Each line from the one holding "the ceiling fan." through the final line of the data below is to be given again exactly, and no other line is to appear.

*** Raw data

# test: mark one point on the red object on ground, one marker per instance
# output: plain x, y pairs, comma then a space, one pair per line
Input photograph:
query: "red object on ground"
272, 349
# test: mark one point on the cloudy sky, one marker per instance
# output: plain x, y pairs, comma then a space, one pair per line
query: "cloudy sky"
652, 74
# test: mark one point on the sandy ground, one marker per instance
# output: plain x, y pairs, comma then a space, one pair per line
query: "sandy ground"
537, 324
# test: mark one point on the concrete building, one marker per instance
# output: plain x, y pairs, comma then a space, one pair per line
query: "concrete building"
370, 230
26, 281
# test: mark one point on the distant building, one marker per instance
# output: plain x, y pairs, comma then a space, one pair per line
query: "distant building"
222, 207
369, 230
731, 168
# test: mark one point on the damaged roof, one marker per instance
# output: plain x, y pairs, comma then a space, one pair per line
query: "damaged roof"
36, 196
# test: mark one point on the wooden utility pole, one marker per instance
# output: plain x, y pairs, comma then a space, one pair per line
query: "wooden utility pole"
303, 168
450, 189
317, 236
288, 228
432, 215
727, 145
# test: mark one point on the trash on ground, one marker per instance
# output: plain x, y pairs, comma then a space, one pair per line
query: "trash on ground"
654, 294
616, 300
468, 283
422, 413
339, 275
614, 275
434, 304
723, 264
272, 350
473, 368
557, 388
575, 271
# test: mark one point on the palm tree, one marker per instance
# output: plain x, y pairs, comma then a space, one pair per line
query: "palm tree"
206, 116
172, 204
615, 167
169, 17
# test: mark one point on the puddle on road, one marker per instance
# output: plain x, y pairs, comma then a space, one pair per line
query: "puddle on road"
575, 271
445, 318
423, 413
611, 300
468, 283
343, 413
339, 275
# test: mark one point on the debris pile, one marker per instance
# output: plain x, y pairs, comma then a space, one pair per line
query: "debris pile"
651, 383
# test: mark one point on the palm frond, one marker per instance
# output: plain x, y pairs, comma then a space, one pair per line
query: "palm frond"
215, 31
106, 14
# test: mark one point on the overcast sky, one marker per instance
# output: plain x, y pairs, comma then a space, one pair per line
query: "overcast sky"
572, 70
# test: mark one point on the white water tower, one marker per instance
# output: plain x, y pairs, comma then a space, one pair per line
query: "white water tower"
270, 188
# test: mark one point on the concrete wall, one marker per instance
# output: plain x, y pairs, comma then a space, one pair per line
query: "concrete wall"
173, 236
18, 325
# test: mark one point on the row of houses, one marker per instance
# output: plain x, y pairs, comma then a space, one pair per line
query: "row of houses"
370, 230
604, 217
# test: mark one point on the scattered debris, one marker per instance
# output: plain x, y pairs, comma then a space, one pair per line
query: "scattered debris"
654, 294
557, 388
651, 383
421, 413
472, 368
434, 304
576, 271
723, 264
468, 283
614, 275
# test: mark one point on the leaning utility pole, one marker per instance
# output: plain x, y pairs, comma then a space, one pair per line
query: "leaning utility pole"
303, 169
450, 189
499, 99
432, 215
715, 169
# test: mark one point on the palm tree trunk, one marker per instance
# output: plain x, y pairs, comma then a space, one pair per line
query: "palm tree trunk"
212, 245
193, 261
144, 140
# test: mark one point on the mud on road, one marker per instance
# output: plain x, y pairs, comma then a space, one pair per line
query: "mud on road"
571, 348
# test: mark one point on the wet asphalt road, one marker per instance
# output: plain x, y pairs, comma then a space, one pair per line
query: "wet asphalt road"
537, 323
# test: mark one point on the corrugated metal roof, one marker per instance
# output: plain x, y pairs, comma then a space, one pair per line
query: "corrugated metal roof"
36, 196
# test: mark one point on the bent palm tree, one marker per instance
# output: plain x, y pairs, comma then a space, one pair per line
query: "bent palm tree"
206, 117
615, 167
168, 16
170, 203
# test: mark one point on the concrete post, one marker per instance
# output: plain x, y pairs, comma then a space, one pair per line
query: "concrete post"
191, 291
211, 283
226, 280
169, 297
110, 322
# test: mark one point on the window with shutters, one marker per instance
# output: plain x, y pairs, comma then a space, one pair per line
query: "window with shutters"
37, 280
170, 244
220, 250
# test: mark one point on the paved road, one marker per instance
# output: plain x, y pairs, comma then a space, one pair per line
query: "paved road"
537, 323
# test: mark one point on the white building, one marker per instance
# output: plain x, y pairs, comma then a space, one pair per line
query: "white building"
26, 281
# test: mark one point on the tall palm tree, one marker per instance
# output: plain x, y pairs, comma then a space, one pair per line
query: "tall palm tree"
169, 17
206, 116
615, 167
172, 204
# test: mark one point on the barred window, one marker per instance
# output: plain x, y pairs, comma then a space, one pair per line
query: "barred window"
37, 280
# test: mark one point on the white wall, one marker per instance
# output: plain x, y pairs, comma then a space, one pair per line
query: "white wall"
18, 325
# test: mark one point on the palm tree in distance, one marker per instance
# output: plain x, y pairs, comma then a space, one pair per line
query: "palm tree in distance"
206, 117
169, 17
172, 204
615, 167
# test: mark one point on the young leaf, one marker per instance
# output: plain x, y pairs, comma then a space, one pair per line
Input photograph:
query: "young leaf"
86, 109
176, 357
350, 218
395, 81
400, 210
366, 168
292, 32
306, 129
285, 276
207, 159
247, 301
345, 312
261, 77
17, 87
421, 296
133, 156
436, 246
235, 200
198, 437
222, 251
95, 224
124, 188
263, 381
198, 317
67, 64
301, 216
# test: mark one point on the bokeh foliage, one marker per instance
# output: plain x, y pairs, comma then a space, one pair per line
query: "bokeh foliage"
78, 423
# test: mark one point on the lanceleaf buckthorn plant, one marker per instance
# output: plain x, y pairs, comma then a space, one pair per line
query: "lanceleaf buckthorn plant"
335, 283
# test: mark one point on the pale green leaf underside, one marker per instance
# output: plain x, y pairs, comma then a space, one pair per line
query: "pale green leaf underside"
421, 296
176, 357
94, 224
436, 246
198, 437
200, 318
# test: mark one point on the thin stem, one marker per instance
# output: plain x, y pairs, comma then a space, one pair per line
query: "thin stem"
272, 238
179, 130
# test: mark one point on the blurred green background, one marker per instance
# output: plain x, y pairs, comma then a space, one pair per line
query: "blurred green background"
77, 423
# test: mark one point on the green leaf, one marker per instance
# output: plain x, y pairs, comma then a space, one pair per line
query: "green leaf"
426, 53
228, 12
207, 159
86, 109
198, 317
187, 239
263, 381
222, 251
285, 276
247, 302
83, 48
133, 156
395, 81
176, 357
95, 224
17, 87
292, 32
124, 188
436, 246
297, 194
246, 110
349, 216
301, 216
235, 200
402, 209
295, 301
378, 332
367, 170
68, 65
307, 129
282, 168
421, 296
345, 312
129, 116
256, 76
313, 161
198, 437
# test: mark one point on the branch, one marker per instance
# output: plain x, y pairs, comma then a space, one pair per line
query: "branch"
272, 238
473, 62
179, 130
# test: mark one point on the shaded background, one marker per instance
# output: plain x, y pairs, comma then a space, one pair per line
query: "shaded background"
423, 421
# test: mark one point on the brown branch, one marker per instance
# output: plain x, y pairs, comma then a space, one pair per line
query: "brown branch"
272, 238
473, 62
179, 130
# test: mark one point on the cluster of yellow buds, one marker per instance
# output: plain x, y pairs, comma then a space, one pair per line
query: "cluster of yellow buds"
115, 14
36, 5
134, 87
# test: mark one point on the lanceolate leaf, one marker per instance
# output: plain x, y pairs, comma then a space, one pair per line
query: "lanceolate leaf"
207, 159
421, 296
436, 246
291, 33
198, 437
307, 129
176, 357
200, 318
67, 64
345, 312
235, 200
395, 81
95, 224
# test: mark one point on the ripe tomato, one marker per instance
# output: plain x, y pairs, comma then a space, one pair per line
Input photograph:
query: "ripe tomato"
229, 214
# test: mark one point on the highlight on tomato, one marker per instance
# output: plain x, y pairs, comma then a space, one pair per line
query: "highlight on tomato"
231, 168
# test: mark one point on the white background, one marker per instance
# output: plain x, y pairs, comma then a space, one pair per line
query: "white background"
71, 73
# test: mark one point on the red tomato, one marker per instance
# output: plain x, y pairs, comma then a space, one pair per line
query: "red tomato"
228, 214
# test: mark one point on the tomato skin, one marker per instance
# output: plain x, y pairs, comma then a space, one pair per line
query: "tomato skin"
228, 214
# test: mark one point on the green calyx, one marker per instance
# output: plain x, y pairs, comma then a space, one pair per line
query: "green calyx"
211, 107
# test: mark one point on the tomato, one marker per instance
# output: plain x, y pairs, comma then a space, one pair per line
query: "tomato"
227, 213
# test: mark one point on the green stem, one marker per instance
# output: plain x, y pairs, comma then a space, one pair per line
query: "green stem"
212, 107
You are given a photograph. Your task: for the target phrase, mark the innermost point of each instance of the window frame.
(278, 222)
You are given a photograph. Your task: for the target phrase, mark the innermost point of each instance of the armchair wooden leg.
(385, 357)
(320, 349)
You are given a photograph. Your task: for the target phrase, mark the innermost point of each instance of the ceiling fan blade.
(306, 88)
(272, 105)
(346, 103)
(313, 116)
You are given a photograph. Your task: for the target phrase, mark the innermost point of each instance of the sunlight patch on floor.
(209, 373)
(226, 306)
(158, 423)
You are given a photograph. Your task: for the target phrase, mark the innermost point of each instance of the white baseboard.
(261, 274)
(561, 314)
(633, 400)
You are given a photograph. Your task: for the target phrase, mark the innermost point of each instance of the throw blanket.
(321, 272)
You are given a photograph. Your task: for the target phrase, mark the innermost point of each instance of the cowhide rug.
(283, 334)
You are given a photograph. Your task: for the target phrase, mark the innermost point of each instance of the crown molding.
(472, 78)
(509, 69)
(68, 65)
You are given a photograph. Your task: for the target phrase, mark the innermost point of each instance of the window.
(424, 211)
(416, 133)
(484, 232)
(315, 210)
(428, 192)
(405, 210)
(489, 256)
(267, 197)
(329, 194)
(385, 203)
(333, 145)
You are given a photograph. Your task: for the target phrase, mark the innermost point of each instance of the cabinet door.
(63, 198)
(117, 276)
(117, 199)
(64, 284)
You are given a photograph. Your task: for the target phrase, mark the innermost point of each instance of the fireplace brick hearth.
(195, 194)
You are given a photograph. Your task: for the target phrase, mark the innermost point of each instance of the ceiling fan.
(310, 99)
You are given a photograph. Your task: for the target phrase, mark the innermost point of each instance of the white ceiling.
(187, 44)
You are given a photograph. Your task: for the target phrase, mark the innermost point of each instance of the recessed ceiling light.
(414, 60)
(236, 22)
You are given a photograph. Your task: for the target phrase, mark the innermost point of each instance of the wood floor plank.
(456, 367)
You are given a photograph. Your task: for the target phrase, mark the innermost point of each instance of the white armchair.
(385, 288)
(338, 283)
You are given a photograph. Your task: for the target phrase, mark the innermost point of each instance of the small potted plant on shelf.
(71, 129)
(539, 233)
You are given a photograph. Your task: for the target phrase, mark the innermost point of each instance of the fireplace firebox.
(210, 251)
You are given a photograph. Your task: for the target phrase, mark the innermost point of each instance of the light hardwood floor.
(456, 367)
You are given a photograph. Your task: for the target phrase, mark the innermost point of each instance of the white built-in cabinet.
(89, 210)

******

Result of the task:
You are given a photograph. Your task: for the target phrase, mark the innermost point of each instance of the ceiling fan.
(310, 99)
You are given a photograph. Your task: for the target phrase, mark the innermost point of each instance of the white ceiling.
(187, 44)
You are given a photograph. Your task: for the target phrase, mark the innermost point of each instance of the recessed ceiling light.
(414, 60)
(236, 22)
You are given a photograph. Your task: for the target phrase, mark the innermost point of each instance of the wood floor plank.
(456, 367)
You are given a photograph. Your task: for the target phrase, mark the innermost point of each instance of the white armchair.
(385, 288)
(338, 283)
You are given a photograph. Your task: for the target phrase, mark the innermost point of each instance of the small potted plant on shelf.
(71, 129)
(539, 233)
You are given a photograph. Your task: for the target phrase, mark the innermost point of each instance of the fireplace firebox.
(210, 251)
You are given a photograph. Your task: for the target phrase, mark the innermost point of each instance of the light hardwood floor.
(456, 367)
You are given a photograph. Your task: for the target phrase, mark the innermost point of each instance of the white built-in cabinet.
(89, 210)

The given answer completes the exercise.